= Stored data =
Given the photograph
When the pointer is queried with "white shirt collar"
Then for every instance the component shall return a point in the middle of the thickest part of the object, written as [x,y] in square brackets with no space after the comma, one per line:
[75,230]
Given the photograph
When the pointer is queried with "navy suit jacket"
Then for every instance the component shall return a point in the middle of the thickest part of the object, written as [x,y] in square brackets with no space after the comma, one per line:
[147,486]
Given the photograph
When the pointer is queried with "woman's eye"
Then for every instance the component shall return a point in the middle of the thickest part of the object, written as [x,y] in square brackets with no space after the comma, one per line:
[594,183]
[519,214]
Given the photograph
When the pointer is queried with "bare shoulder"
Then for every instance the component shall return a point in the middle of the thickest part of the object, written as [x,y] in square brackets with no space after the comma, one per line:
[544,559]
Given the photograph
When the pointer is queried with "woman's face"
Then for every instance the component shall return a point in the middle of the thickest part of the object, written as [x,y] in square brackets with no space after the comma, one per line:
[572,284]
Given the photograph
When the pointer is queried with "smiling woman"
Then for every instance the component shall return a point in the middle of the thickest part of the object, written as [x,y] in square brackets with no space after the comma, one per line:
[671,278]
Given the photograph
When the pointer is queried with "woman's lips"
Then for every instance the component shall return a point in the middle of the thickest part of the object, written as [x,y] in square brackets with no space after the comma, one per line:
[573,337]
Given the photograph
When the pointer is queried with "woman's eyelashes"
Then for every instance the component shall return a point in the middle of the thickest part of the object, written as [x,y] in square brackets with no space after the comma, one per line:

= Task statement =
List every line in the records above that contains the word "pointer".

= Task response =
When the pointer is queried with "white shirt collar"
When the pointer is queried with "navy suit jacket"
When the pointer is queried with "woman's eye"
When the pointer is queried with "bare shoulder"
When the pointer is queried with "woman's face"
When the pointer is queried with "smiling woman"
When the pointer is queried with "woman's lips"
When the pointer is queried with "woman's eyelashes"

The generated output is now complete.